» **Goals**
A. Answer these questions using the forum thread about the bat-and-ball problem:
(i) How much of the $1.10 is spent on the difference between the bat and the ball?
(ii) What result does dividing .10 by 2 give?
(iii) When guessing the root of a number, at what value did the commenter usually start?
B. Copy the stretch of the bat-and-ball thread from "The way I started" through "your comment below.", word for word.

» **Source**
— begin —

The way I started thinking about the problem is, you’ve got $1.10 to spend in total. $1 is spent on the difference between the bat and the ball. That leaves $.1 which is split evenly between the bat and the ball.
So what I end up doing is, as Tordmor says below:
1.10 − 1 = .10
.10 / 2 = .05
This is essentially the explanation given by wedrifid but I wrote it before reading his and tried to format it more consistently with your comment below.
I’m a bit weird with these sorts of arithmetic questions, my thought process went something like this: “Ok, 10 cents seems close, but that puts the bat at 90 cents more than the ball.. oh it seems like 5 cents and 1.05 works.” The answer just sort of pops into my head, not even thinking about the division step. Of course, I could do the simple maneuvering to get the answer, but it isn’t what I naturally do. I think this has to do with how I did math in grade school: I would never learn the formulas (and on top of this I would often forget my calculator) so I would rather come up with some roundabout method for approximating various calculations (like getting the root of a number by guessing numbers that “seemed close” to the root, usually starting at 1⁄2 the number and adjusting). Probably not really the best way to do things since there are much cleaner solutions, but this bad habit of arithmetic has sort of stuck with me through my mathematics degree (though I of course have picked up the relevant formulas by now!); instead of using the straightforward formula, I do this mental jiggling around of values and it pops into my head.

— end —

Records drawn from a data source

— begin —

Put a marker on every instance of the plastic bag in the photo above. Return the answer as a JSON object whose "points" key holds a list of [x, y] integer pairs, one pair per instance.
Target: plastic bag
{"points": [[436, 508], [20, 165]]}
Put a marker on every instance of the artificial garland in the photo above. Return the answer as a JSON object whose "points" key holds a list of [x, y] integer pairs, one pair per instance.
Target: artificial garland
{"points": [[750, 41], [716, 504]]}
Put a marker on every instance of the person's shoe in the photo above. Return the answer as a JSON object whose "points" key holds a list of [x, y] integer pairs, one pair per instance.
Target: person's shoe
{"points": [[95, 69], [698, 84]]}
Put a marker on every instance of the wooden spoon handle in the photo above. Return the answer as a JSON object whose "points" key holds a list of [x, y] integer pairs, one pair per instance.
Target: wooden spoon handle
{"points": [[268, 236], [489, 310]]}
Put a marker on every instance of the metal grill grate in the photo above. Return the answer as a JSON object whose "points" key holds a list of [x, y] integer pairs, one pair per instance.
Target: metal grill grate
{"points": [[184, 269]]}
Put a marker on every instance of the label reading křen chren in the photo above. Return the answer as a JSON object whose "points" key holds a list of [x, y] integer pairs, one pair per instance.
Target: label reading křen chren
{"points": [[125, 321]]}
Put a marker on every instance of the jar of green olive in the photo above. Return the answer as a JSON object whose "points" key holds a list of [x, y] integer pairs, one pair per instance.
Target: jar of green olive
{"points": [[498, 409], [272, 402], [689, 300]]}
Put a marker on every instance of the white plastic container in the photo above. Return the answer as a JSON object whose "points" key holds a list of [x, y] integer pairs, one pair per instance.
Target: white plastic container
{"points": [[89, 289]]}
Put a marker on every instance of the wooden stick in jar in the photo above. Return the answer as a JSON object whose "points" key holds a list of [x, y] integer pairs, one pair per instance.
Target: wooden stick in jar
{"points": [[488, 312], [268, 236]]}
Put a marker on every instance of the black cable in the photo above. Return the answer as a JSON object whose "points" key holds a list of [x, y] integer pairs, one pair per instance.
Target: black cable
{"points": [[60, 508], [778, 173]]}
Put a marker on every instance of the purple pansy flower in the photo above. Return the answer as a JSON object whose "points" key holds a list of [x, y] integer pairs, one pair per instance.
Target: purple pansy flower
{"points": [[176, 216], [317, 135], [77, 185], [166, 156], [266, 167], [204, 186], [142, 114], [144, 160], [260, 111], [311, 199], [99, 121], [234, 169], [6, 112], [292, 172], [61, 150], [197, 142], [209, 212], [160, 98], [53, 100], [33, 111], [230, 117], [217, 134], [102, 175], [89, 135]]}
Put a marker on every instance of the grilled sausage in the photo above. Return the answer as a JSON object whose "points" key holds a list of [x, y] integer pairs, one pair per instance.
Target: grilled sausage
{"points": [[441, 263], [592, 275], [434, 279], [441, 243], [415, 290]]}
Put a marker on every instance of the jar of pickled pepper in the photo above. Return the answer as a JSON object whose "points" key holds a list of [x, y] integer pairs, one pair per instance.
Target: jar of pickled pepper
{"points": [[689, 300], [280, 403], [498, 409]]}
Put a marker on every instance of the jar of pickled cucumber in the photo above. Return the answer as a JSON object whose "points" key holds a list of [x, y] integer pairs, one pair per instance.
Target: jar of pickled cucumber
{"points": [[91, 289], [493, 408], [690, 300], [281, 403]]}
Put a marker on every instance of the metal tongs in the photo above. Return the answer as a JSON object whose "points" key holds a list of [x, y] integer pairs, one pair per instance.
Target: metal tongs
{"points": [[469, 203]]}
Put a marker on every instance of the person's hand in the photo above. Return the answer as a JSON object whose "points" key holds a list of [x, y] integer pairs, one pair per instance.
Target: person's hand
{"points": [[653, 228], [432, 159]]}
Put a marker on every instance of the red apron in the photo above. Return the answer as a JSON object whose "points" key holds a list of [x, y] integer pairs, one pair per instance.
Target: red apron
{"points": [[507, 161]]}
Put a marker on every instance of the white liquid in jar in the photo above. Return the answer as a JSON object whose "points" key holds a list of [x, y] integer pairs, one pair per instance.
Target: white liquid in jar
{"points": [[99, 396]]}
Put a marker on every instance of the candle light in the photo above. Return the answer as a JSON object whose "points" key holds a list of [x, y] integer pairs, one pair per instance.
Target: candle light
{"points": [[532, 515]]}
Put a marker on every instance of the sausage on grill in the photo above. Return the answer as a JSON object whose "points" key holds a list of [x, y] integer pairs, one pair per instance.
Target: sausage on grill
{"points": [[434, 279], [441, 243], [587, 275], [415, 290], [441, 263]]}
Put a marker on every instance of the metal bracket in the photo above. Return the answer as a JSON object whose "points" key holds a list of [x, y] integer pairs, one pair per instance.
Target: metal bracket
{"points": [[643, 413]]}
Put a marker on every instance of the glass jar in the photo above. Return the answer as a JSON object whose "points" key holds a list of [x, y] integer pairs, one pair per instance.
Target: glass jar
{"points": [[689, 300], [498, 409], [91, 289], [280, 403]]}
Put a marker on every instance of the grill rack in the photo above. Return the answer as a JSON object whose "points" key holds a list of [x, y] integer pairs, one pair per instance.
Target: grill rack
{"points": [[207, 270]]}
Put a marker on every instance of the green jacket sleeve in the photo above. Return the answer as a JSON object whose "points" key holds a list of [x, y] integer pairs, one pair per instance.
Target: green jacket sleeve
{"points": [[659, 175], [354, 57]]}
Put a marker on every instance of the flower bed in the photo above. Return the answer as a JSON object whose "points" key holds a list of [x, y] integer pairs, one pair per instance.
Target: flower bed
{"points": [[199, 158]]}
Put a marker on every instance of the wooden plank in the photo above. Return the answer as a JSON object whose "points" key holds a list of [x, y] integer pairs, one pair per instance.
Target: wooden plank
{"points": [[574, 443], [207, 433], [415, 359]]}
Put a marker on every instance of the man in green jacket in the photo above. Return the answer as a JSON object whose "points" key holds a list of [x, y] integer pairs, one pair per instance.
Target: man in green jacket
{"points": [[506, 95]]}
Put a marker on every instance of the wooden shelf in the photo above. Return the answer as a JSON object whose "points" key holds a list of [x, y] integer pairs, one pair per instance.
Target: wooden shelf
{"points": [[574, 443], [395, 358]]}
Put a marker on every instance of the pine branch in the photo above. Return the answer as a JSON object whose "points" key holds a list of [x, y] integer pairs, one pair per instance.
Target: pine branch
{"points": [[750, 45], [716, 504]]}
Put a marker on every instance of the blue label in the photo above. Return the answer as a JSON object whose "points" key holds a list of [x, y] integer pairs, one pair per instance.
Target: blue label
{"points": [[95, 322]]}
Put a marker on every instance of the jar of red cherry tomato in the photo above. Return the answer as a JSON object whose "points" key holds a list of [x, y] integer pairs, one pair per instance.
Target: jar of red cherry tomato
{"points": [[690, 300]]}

— end —

» **Per-task answers**
A.
(i) $1
(ii) .05
(iii) 1⁄2 the number

B.
The way I started thinking about the problem is, you’ve got $1.10 to spend in total. $1 is spent on the difference between the bat and the ball. That leaves $.1 which is split evenly between the bat and the ball.
So what I end up doing is, as Tordmor says below:
1.10 − 1 = .10
.10 / 2 = .05
This is essentially the explanation given by wedrifid but I wrote it before reading his and tried to format it more consistently with your comment below.